CONSIGNE A
Veuillez rassembler chaque ligne des enregistrements où figure le mot « negative ».
─── TEXTE DE LECTURE ───
La souffrance partagée — Mise en Garde de Karayenga contre la focalisation sur le Génocide au Burundi
Sortir du cauchemar burundais — par la vérité, justice et mémoire
Ces derniers mois, les débats sur les crimes qui ont endeuillé le Burundi depuis l’indépendance – génocides, crimes contre l’humanité, crimes de guerre – se sont intensifiés. Loin de favoriser une prise de conscience collective, ces échanges virent trop souvent à la discorde, attisant la haine, la vengeance et des lectures biaisées de l’histoire, au détriment d’une sortie durable de notre tragédie nationale.
Dans ce climat polarisé, l’intervention d’Athanase Karayenga, ancien directeur de la radio nationale burundaise et figure respectée du journalisme, m’a profondément marqué lors d’un récent débat avec des collègues journalistes. Avec son accord, je partage ses propos, dont la clarté et l’espoir offrent une voie pour transcender les clivages ethniques et politiques.
─── DONNÉES FOURNIES ───
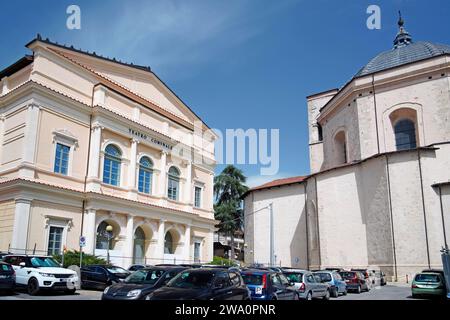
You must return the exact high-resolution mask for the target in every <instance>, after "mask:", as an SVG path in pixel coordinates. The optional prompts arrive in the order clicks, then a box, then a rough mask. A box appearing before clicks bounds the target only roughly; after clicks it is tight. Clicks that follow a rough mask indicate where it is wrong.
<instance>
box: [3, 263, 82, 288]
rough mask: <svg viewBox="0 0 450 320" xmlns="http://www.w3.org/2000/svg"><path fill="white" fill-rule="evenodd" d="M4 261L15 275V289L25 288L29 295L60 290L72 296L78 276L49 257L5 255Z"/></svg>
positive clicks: (75, 285)
mask: <svg viewBox="0 0 450 320" xmlns="http://www.w3.org/2000/svg"><path fill="white" fill-rule="evenodd" d="M4 261H5V262H7V263H9V264H11V265H12V266H13V268H14V271H15V273H16V287H24V288H27V290H28V293H29V294H30V295H37V294H38V293H40V292H41V291H42V290H60V291H64V292H66V293H70V294H73V293H75V291H76V286H77V284H78V281H79V279H78V274H77V273H76V272H75V271H73V270H69V269H66V268H62V267H61V265H60V264H59V263H58V262H57V261H56V260H55V259H53V258H52V257H50V256H38V255H7V256H6V257H4Z"/></svg>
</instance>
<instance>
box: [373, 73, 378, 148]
mask: <svg viewBox="0 0 450 320" xmlns="http://www.w3.org/2000/svg"><path fill="white" fill-rule="evenodd" d="M372 92H373V106H374V108H373V109H374V112H375V130H376V133H377V150H378V154H379V153H380V136H379V134H378V113H377V97H376V93H375V75H374V74H372Z"/></svg>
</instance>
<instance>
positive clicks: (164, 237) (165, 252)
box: [164, 232, 174, 254]
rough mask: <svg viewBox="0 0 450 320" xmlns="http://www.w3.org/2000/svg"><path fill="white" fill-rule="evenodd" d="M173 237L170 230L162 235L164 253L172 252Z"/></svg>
mask: <svg viewBox="0 0 450 320" xmlns="http://www.w3.org/2000/svg"><path fill="white" fill-rule="evenodd" d="M173 252H174V250H173V238H172V234H171V233H170V232H167V233H166V236H165V237H164V253H167V254H173Z"/></svg>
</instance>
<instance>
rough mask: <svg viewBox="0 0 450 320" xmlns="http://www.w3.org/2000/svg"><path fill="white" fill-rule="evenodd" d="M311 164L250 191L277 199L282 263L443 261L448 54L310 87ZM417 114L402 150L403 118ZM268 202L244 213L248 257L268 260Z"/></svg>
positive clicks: (370, 265)
mask: <svg viewBox="0 0 450 320" xmlns="http://www.w3.org/2000/svg"><path fill="white" fill-rule="evenodd" d="M307 103H308V115H309V117H308V118H309V121H308V122H309V123H308V126H309V144H310V147H309V154H310V168H311V174H310V175H309V176H307V177H305V179H304V180H303V181H301V182H298V183H296V184H287V185H281V186H277V187H276V188H262V189H258V190H255V191H251V192H250V193H249V194H248V195H247V196H246V198H245V211H246V214H248V213H251V212H254V211H257V210H258V209H259V208H264V207H266V206H267V205H268V204H269V203H273V210H274V216H275V219H274V220H275V222H274V230H275V255H276V262H277V264H280V263H281V264H282V265H287V266H295V267H301V268H311V269H318V268H325V267H343V268H356V267H364V268H365V267H368V266H370V267H374V268H381V269H382V270H383V271H384V272H386V274H387V275H388V276H390V277H391V279H394V280H395V279H396V280H398V281H405V279H406V276H407V275H408V276H409V277H411V276H412V275H413V274H414V273H416V272H418V271H421V270H422V269H426V268H442V261H441V256H440V250H441V248H442V247H443V246H444V245H446V244H447V243H448V236H449V235H450V211H449V208H450V189H449V188H450V187H449V181H450V54H448V53H444V52H442V53H439V54H436V55H435V56H432V57H428V58H426V59H420V60H418V61H414V62H413V63H407V64H403V65H399V66H395V67H392V68H385V69H383V70H380V71H377V72H373V73H370V74H367V75H362V76H357V77H354V78H353V79H352V80H351V81H350V82H348V83H347V84H346V85H345V86H344V87H343V88H341V89H339V90H337V89H336V90H330V91H326V92H323V93H319V94H315V95H312V96H310V97H308V101H307ZM404 119H407V120H408V121H410V122H412V123H413V124H414V132H415V140H416V146H415V147H413V148H406V149H405V150H400V149H399V148H398V146H397V145H396V132H395V130H396V129H395V127H396V125H397V124H398V123H399V122H400V121H401V120H404ZM268 223H269V219H268V213H267V210H266V209H264V210H262V211H261V213H258V214H253V215H248V216H247V217H246V234H245V239H246V243H247V250H246V262H249V263H250V262H261V263H267V262H268V261H269V260H270V259H269V252H270V251H269V250H270V249H269V247H268V242H267V241H266V239H267V235H268V228H269V224H268Z"/></svg>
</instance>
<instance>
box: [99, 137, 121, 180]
mask: <svg viewBox="0 0 450 320" xmlns="http://www.w3.org/2000/svg"><path fill="white" fill-rule="evenodd" d="M121 157H122V153H121V152H120V150H119V148H117V147H116V146H114V145H112V144H110V145H108V146H107V147H106V149H105V162H104V165H103V182H104V183H107V184H111V185H113V186H118V185H119V182H120V162H121Z"/></svg>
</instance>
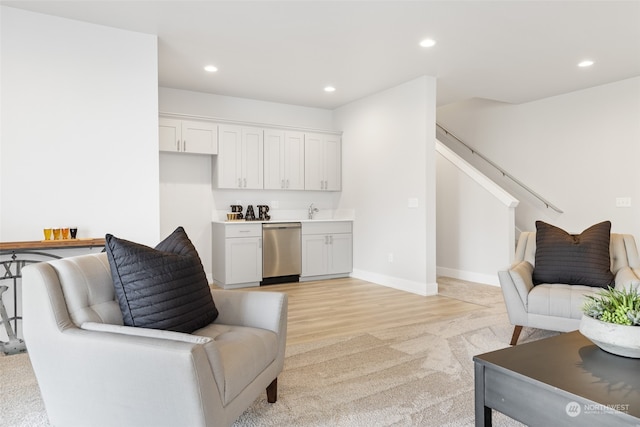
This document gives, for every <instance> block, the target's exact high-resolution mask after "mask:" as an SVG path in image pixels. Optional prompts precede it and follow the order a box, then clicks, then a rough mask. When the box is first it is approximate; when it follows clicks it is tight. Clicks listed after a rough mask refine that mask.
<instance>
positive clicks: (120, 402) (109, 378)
mask: <svg viewBox="0 0 640 427" xmlns="http://www.w3.org/2000/svg"><path fill="white" fill-rule="evenodd" d="M22 283H23V313H24V314H23V318H24V320H23V322H24V336H25V341H26V344H27V349H28V352H29V357H30V359H31V362H32V364H33V369H34V371H35V374H36V378H37V380H38V384H39V386H40V391H41V394H42V398H43V400H44V404H45V407H46V410H47V414H48V416H49V420H50V422H51V423H52V425H55V426H136V427H140V426H228V425H230V424H232V423H233V421H234V420H235V419H236V418H237V417H238V416H239V415H240V414H242V412H243V411H245V409H246V408H248V407H249V406H250V405H251V404H252V403H253V402H254V401H255V400H256V399H257V398H258V397H259V396H260V395H261V394H262V393H264V390H265V389H266V391H267V400H268V401H269V402H275V400H276V397H277V376H278V374H279V373H280V372H281V371H282V368H283V364H284V354H285V344H286V335H287V296H286V294H283V293H276V292H240V291H223V290H220V291H218V290H214V291H213V299H214V301H215V304H216V307H217V309H218V311H219V312H220V314H219V316H218V318H217V319H216V320H215V321H214V322H213V323H212V324H210V325H209V326H206V327H205V328H202V329H199V330H197V331H195V332H194V333H193V334H186V333H181V332H172V331H161V330H156V329H146V328H137V327H126V326H122V324H123V320H122V313H121V311H120V307H119V305H118V302H117V300H116V297H115V293H114V286H113V283H112V279H111V272H110V269H109V263H108V261H107V254H105V253H101V254H92V255H82V256H78V257H72V258H65V259H61V260H55V261H50V262H43V263H39V264H34V265H31V266H29V267H26V268H25V269H24V270H23V282H22Z"/></svg>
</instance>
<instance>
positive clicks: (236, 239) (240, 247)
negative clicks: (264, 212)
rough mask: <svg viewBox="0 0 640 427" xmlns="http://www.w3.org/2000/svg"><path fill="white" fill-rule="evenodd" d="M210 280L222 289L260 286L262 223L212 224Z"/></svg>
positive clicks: (261, 271) (230, 223)
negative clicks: (212, 248)
mask: <svg viewBox="0 0 640 427" xmlns="http://www.w3.org/2000/svg"><path fill="white" fill-rule="evenodd" d="M212 229H213V232H212V242H213V263H212V267H213V272H212V273H213V281H214V283H215V284H216V285H218V286H221V287H223V288H224V289H234V288H244V287H250V286H260V281H261V280H262V224H260V223H253V224H252V223H213V226H212Z"/></svg>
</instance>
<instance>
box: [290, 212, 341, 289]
mask: <svg viewBox="0 0 640 427" xmlns="http://www.w3.org/2000/svg"><path fill="white" fill-rule="evenodd" d="M301 240H302V274H301V279H302V280H304V279H305V278H306V280H314V279H315V278H317V276H327V277H345V276H348V275H349V273H351V271H352V269H353V234H352V223H351V221H335V222H325V221H321V222H320V221H319V222H303V223H302V237H301Z"/></svg>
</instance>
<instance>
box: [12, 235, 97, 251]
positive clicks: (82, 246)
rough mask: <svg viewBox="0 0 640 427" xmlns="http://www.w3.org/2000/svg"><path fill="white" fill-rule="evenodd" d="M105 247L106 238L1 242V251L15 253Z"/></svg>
mask: <svg viewBox="0 0 640 427" xmlns="http://www.w3.org/2000/svg"><path fill="white" fill-rule="evenodd" d="M104 245H105V240H104V238H88V239H64V240H34V241H25V242H0V251H12V250H13V251H15V250H24V249H65V248H92V247H98V246H104Z"/></svg>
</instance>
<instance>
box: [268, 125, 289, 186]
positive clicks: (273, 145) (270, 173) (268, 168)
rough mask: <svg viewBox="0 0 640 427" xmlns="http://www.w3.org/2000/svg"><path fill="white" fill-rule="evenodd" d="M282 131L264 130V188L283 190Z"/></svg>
mask: <svg viewBox="0 0 640 427" xmlns="http://www.w3.org/2000/svg"><path fill="white" fill-rule="evenodd" d="M284 150H285V144H284V131H279V130H272V129H267V130H265V131H264V188H265V189H267V190H284V189H285V185H286V182H285V178H284V159H285V155H284Z"/></svg>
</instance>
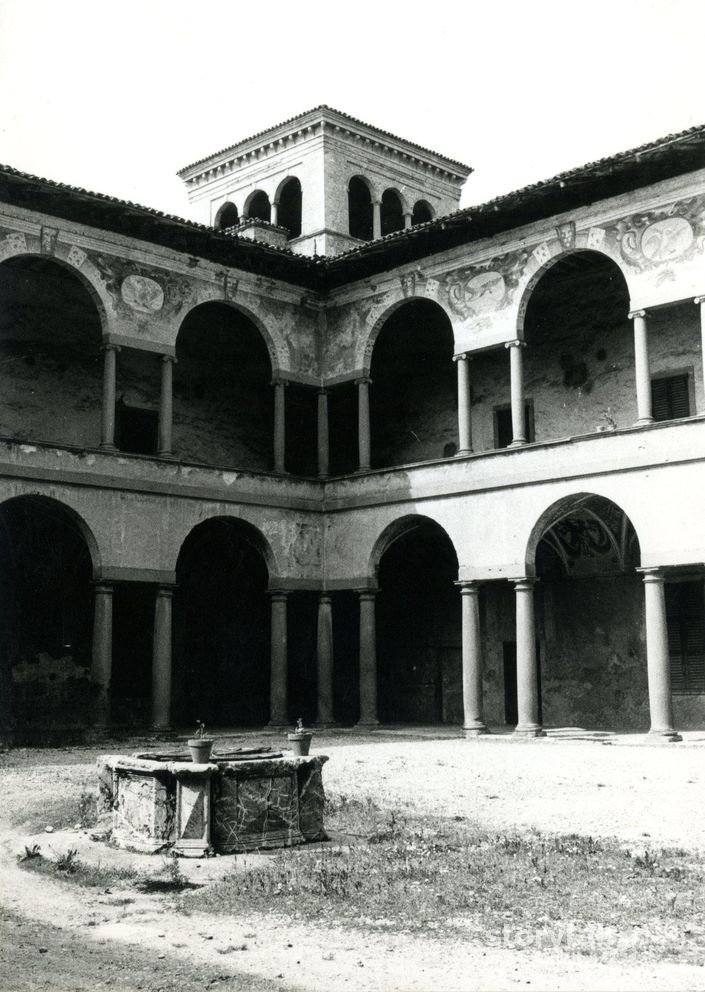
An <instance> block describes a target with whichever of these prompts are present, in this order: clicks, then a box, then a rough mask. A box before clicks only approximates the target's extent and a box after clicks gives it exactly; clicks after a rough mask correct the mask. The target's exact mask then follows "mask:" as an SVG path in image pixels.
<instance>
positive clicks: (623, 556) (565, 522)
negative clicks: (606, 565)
mask: <svg viewBox="0 0 705 992" xmlns="http://www.w3.org/2000/svg"><path fill="white" fill-rule="evenodd" d="M571 520H572V521H574V522H575V523H576V524H580V526H579V527H574V528H573V530H577V533H574V534H573V535H569V534H567V533H566V534H565V535H564V536H563V537H560V536H559V535H557V534H552V532H555V530H556V528H559V527H560V526H561V525H564V526H563V529H564V530H566V524H567V523H569V522H570V521H571ZM544 540H550V541H551V543H552V545H553V550H554V551H555V553H556V555H557V556H558V558H559V559H562V561H563V563H564V564H566V565H567V564H568V560H567V559H568V557H569V556H570V555H571V554H580V553H581V552H582V553H584V554H587V555H589V556H592V557H593V558H594V559H597V558H598V557H599V556H603V557H604V559H605V560H606V561H607V562H609V563H610V564H611V565H612V566H615V570H616V571H619V572H626V571H629V570H631V569H633V568H635V567H637V566H638V565H639V564H640V561H641V548H640V543H639V537H638V534H637V532H636V528H635V527H634V524H633V523H632V521H631V519H630V517H629V516H628V515H627V513H626V512H625V511H624V510H623V509H622V507H621V506H620V505H619V504H617V503H616V502H615V501H614V500H613V499H612V498H610V497H609V496H604V495H601V494H598V493H594V492H579V493H573V494H571V495H568V496H562V497H561V498H560V499H558V500H556V501H555V502H553V503H551V505H550V506H548V507H547V508H546V509H545V510H544V511H543V513H542V514H541V516H540V517H539V518H538V520H537V521H536V523H535V524H534V526H533V528H532V530H531V534H530V535H529V540H528V542H527V546H526V552H525V564H526V574H527V575H528V576H532V577H533V576H536V574H537V557H538V550H539V545H540V544H541V542H542V541H544ZM566 572H568V569H567V568H566Z"/></svg>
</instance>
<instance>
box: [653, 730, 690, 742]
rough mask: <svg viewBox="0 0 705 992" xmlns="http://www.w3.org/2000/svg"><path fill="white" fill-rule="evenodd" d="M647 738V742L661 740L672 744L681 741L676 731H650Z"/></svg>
mask: <svg viewBox="0 0 705 992" xmlns="http://www.w3.org/2000/svg"><path fill="white" fill-rule="evenodd" d="M648 737H649V740H661V741H666V742H671V743H673V744H676V743H677V742H678V741H682V740H683V738H682V737H681V735H680V734H679V733H678V731H677V730H650V731H649V734H648Z"/></svg>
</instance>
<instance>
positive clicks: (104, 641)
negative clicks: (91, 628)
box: [91, 582, 113, 727]
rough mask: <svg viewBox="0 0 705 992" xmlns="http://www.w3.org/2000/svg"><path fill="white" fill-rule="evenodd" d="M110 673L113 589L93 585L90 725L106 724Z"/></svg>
mask: <svg viewBox="0 0 705 992" xmlns="http://www.w3.org/2000/svg"><path fill="white" fill-rule="evenodd" d="M112 670H113V587H112V584H111V583H109V582H96V584H95V592H94V605H93V652H92V656H91V683H92V685H93V687H94V689H95V690H96V697H95V701H94V703H93V725H94V726H96V727H107V726H109V725H110V683H111V680H112Z"/></svg>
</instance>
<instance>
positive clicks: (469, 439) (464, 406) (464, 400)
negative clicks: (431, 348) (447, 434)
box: [453, 355, 472, 455]
mask: <svg viewBox="0 0 705 992" xmlns="http://www.w3.org/2000/svg"><path fill="white" fill-rule="evenodd" d="M453 361H454V362H456V363H457V365H458V452H457V453H458V455H469V454H471V452H472V412H471V405H470V356H469V355H456V357H455V358H454V359H453Z"/></svg>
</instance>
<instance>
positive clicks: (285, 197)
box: [277, 176, 303, 239]
mask: <svg viewBox="0 0 705 992" xmlns="http://www.w3.org/2000/svg"><path fill="white" fill-rule="evenodd" d="M302 203H303V195H302V191H301V182H300V181H299V180H298V179H297V178H296V176H292V177H291V179H287V180H286V182H285V183H284V185H283V186H282V188H281V190H280V192H279V210H278V213H277V223H278V224H279V225H280V227H285V228H286V229H287V230H288V232H289V238H290V239H291V238H298V237H299V235H300V234H301V207H302Z"/></svg>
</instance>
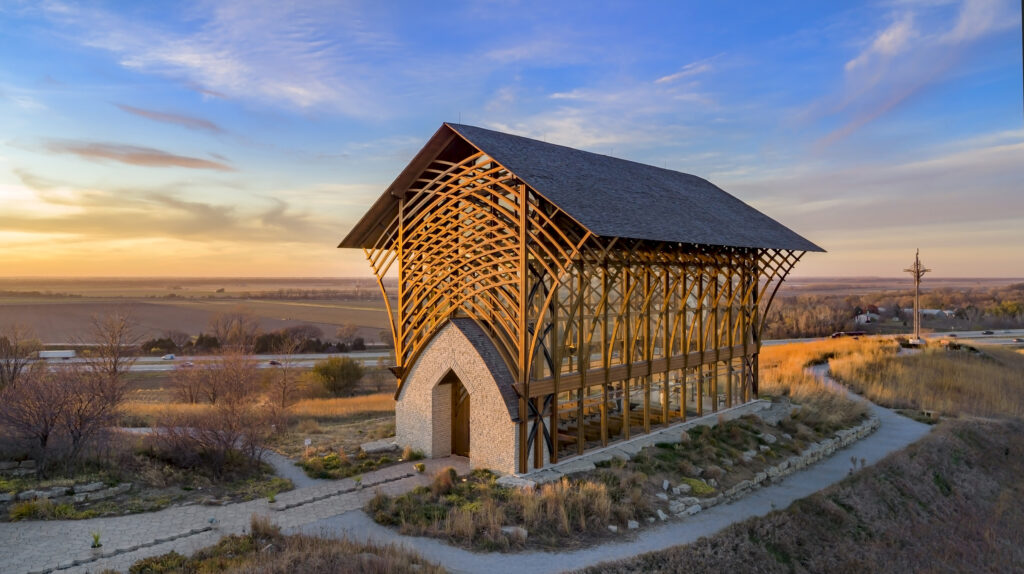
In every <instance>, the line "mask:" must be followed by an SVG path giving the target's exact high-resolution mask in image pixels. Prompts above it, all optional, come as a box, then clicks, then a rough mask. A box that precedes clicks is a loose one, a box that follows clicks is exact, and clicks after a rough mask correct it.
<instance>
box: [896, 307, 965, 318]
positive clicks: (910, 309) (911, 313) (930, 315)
mask: <svg viewBox="0 0 1024 574" xmlns="http://www.w3.org/2000/svg"><path fill="white" fill-rule="evenodd" d="M903 313H904V314H905V315H906V316H908V317H912V316H913V308H912V307H911V308H907V309H903ZM955 314H956V311H954V310H952V309H922V310H921V316H922V317H928V318H931V319H951V318H953V316H954V315H955Z"/></svg>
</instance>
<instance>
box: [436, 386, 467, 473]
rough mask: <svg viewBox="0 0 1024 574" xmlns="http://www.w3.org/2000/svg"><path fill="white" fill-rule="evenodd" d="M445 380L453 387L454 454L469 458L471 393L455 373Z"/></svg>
mask: <svg viewBox="0 0 1024 574" xmlns="http://www.w3.org/2000/svg"><path fill="white" fill-rule="evenodd" d="M444 379H445V380H444V382H443V383H449V384H451V387H452V454H457V455H459V456H466V457H469V398H470V397H469V391H467V390H466V387H465V386H464V385H463V384H462V381H460V380H459V378H458V377H457V376H456V373H455V372H449V373H447V376H445V377H444Z"/></svg>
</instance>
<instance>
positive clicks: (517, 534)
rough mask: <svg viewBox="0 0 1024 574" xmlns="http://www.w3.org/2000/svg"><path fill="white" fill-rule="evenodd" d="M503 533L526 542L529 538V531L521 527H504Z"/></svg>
mask: <svg viewBox="0 0 1024 574" xmlns="http://www.w3.org/2000/svg"><path fill="white" fill-rule="evenodd" d="M502 533H503V534H506V535H508V536H511V537H513V538H518V539H519V540H525V539H526V536H529V531H527V530H526V529H525V528H523V527H521V526H503V527H502Z"/></svg>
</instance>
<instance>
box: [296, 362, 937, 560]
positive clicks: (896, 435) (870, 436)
mask: <svg viewBox="0 0 1024 574" xmlns="http://www.w3.org/2000/svg"><path fill="white" fill-rule="evenodd" d="M813 371H814V373H815V374H816V376H818V377H819V378H821V379H823V381H824V383H825V384H829V385H836V383H835V382H833V381H831V380H830V379H828V378H827V377H825V373H826V372H827V365H823V366H822V367H815V368H814V369H813ZM841 388H842V387H841ZM843 390H844V391H845V388H844V389H843ZM852 396H853V397H854V398H858V399H859V397H856V395H852ZM871 412H872V414H874V415H876V416H878V417H879V420H880V423H881V426H880V427H879V430H878V431H876V432H874V433H873V434H871V435H869V436H867V437H866V438H864V439H861V440H860V441H857V442H856V443H854V444H853V445H851V446H850V447H848V448H846V449H844V450H841V451H839V452H837V453H836V455H834V456H831V457H829V458H826V459H824V460H821V461H820V462H817V463H815V465H813V466H812V467H809V468H807V469H805V470H803V471H800V472H797V473H795V474H793V475H791V476H788V477H786V478H785V479H784V480H783V481H782V482H780V483H778V484H774V485H772V486H768V487H765V488H761V489H758V490H755V491H753V492H751V493H750V494H748V495H746V496H744V497H743V498H741V499H739V500H737V501H735V502H732V503H728V504H720V505H717V506H714V507H712V509H709V510H706V511H703V512H701V513H699V514H697V515H695V516H693V517H690V518H688V519H686V520H682V521H677V522H670V523H667V524H665V525H662V526H656V527H653V528H647V529H644V530H641V531H640V532H639V533H638V534H636V535H635V536H634V538H633V539H631V540H624V541H622V542H617V543H610V544H609V543H605V544H602V545H600V546H595V547H590V548H584V549H580V550H572V551H559V553H547V551H530V553H519V554H515V555H502V554H498V553H493V554H477V553H471V551H467V550H464V549H462V548H456V547H453V546H450V545H447V544H444V543H442V542H440V541H438V540H435V539H432V538H417V537H412V536H402V535H400V534H397V533H395V532H394V531H393V530H389V529H387V528H384V527H382V526H380V525H378V524H376V523H375V522H374V521H373V520H372V519H371V518H370V517H368V516H367V515H366V514H365V513H361V512H355V513H347V514H344V515H339V516H335V517H331V518H328V519H325V520H323V521H319V522H316V523H310V524H307V525H304V526H302V527H300V528H298V529H297V530H301V531H303V532H307V533H312V534H323V535H327V536H348V537H349V538H352V539H356V540H374V541H378V542H394V543H399V544H402V545H404V546H407V547H409V548H412V549H415V550H416V551H418V553H419V554H420V555H421V556H423V557H424V558H425V559H427V560H430V561H434V562H437V563H440V564H442V565H444V567H445V568H447V569H449V570H451V571H453V572H505V571H507V570H508V568H507V567H505V566H503V565H508V564H511V563H514V564H515V571H516V572H519V573H535V572H536V573H544V572H563V571H566V570H574V569H578V568H585V567H587V566H593V565H595V564H598V563H600V562H605V561H609V560H620V559H624V558H630V557H633V556H636V555H639V554H643V553H648V551H652V550H659V549H664V548H668V547H671V546H675V545H679V544H687V543H690V542H694V541H696V540H697V539H698V538H700V537H701V536H709V535H712V534H714V533H716V532H718V531H719V530H722V529H723V528H725V527H727V526H729V525H731V524H733V523H736V522H741V521H743V520H746V519H749V518H753V517H758V516H764V515H766V514H768V513H770V512H772V510H774V509H784V507H786V506H788V505H790V504H792V503H793V502H794V501H796V500H798V499H800V498H803V497H805V496H809V495H811V494H813V493H815V492H817V491H819V490H821V489H823V488H825V487H827V486H830V485H833V484H835V483H837V482H839V481H841V480H843V479H844V478H845V477H847V476H848V475H849V473H850V457H851V456H856V457H857V458H858V459H860V458H864V459H866V461H867V463H868V465H873V463H874V462H878V461H879V460H880V459H882V458H883V457H885V456H886V455H887V454H889V453H891V452H894V451H897V450H900V449H902V448H905V447H906V446H907V445H909V444H911V443H913V442H915V441H916V440H919V439H920V438H922V437H923V436H925V435H927V434H928V432H929V430H930V429H931V427H929V426H928V425H923V424H921V423H916V422H914V421H911V420H910V418H907V417H905V416H902V415H900V414H897V413H896V412H894V411H892V410H890V409H888V408H884V407H881V406H878V405H874V404H871Z"/></svg>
───
CONSIGNE B
D'après le texte sur le Burundi, quel poste Athanase Karayenga a-t-il occupé ?

SOLUTION A
negative clicks: (264, 212)
negative clicks: (212, 248)
negative clicks: (606, 565)
negative clicks: (91, 628)
negative clicks: (431, 348) (447, 434)

SOLUTION B
Il a été directeur de la radio nationale burundaise.